(Referring expression data)
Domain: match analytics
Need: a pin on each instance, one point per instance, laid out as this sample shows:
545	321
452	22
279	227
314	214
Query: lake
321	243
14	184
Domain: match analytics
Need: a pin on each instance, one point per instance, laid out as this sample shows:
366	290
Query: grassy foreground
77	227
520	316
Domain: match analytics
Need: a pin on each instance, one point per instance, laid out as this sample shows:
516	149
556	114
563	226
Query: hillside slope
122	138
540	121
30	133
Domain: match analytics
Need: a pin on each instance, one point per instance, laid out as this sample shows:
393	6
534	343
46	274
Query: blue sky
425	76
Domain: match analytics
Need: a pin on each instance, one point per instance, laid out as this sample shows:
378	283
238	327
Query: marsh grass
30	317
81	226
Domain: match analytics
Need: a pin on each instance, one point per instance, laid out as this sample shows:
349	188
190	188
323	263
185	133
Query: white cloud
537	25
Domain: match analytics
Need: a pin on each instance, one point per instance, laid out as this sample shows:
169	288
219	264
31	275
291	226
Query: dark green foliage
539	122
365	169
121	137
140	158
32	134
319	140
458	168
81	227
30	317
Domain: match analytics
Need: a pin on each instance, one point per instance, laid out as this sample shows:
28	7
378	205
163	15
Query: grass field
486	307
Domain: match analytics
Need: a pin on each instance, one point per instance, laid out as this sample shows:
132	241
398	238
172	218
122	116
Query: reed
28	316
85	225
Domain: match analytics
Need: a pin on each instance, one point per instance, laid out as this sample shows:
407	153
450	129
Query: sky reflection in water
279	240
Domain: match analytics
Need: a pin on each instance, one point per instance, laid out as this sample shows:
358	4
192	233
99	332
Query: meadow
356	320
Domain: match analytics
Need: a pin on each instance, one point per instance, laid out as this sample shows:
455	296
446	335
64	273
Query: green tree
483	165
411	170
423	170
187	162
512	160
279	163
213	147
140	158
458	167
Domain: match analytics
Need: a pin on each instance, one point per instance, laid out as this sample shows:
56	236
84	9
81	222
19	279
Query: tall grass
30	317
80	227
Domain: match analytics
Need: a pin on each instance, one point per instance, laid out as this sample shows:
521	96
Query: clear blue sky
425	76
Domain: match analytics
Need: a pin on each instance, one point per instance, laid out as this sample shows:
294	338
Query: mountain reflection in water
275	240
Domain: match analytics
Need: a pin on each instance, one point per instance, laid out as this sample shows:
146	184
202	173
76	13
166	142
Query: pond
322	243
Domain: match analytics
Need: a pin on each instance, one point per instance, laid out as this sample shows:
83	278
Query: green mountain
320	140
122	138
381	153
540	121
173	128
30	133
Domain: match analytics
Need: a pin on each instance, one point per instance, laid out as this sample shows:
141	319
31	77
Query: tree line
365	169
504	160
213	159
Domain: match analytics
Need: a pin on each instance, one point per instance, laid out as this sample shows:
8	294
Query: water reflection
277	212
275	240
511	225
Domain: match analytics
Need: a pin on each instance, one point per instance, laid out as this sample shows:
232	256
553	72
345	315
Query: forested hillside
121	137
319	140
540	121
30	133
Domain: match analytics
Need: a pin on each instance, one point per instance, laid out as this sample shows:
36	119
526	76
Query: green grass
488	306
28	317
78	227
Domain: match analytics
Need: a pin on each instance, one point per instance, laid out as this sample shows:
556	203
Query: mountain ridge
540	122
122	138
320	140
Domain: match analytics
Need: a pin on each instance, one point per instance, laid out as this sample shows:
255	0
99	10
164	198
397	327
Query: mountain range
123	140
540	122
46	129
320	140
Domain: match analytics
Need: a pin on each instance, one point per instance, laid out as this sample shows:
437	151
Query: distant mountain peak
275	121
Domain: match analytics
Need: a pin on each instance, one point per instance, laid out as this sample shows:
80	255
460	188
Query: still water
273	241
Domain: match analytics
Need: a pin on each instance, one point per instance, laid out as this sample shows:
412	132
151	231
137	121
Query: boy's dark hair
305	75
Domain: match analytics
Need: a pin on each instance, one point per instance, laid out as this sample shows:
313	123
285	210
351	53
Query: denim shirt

• What you should do
Nothing may be omitted or altered; reproduce all of the entries.

• Exercise response
Domain: match analytics
Need: a pin on each instance, one point per instance, laid out as this sample shows:
545	321
452	22
279	227
314	214
Query: lake
321	243
14	184
Domain: match analytics
Need: a pin on each instance, one point per instance, laid out as this sample shows:
366	290
Query: grassy foreground
77	227
520	316
Domain: match analytics
Need: a pin on each instance, one point per instance, laid out as this sample shows:
516	149
556	114
563	226
Query: hillside slope
122	138
540	121
30	133
Domain: match analytics
Need: a pin on each instance, one point per instance, laid out as this sample shows:
393	6
534	343
46	274
Query: blue sky
425	76
Domain: match analytics
Need: a pin on each instance, one point per instance, laid out as this sample shows:
378	283
238	327
Query: marsh grass
30	317
81	226
Domain: match analytics
Need: a pin on each instance, one point per instance, laid out as this sample shows:
349	188
190	188
323	263
185	133
Query: white cloud
537	25
Domain: match analytics
Need: a pin on each instance, one point per instance, laid out as this sample shows:
169	288
219	264
31	275
291	226
Query: dark green foliage
539	122
365	169
121	137
140	158
32	134
319	140
458	168
81	227
30	317
Domain: match analytics
Need: a pin on each instance, one point per instance, laid out as this sample shows:
28	7
378	205
163	15
Query: grass field
486	307
Domain: match analytics
Need: a pin on each instance, one point per instance, laid out as this sample shows:
132	241
398	238
172	218
122	116
Query: reed
28	316
85	225
Domain: match analytics
Need: a pin on each instance, one point per instance, laid out as this sample shows:
407	153
450	129
Query: sky reflection in water
279	240
Domain: match analytics
Need: a pin on each instance, one point per instance, laid out as this sample shows:
358	4
192	233
99	332
Query: meadow
356	320
Domain: match analytics
Need: a pin on each instance, one point per instance, laid out as this sample shows:
455	296
446	335
64	273
Query: green tree
483	165
411	170
423	170
187	162
512	160
279	163
213	147
140	158
458	167
Domain: match analytics
Need: a pin on each instance, one point per instance, laid out as this sample shows:
56	236
84	9
81	222
19	279
Query: tall grass
30	317
80	227
Domain: match analytics
Need: a pin on each instance, one point per instance, laid out as this sample shows:
521	96
Query: clear blue sky
425	76
Domain: match analytics
Need: a pin on each instance, one point per instance, laid out as this sample shows:
294	338
Query: mountain reflection in water
275	240
Domain: match analytics
Need: a pin on each instance, one point per instance, laid out as this sample shows:
146	184
202	173
76	13
166	142
Query: pond
322	243
Domain: match analytics
Need: a pin on each instance, one point per instance, laid out as this sample shows:
83	278
Query: green mountain
320	140
122	138
381	153
540	121
173	128
30	133
Domain: match analytics
Need: a pin on each instance, one point per instance, laid out as this sample shows:
141	319
31	77
Query: tree line
365	169
504	160
213	159
Domain: match analytics
Need: a pin on each instance, one point per instance, laid out as this sample shows:
8	294
Query: water reflection
277	212
275	240
511	225
Domain: match analytics
Need: a pin on each instance, one point per instance, laid out as this sample shows:
232	256
553	72
345	315
Query: forested hillside
121	137
319	140
540	121
30	133
Domain: match analytics
Need: a pin on each instance, one point per instance, laid out as this sample shows:
36	119
526	76
Query: green grass
488	306
28	317
78	227
Domain: match analytics
Need: a pin on each instance, one point per instance, laid out as this sample shows:
556	203
Query: mountain ridge
540	122
122	138
320	140
Domain: match analytics
Need: a pin on each instance, one point per instance, laid out as this sample shows:
255	0
99	10
164	198
397	327
Query: mountain range
123	140
540	122
46	129
320	140
Domain: match analytics
Need: a pin on each instance, one point per instance, laid out as this sample shows:
437	151
Query: distant mountain peak
275	121
Domain: match analytics
Need: a pin on each instance, one point per instance, laid out as this sample shows:
80	255
460	188
Query: still water
273	241
Domain: match analytics
Need: a pin on each instance, one point per instance, laid out as this sample shows:
412	132
151	231
137	121
Query: boy's dark hair
305	75
Domain: match analytics
Need: a pin on each instance, one point per instance, laid out as this sample shows:
313	123
285	210
351	53
Query: denim shirt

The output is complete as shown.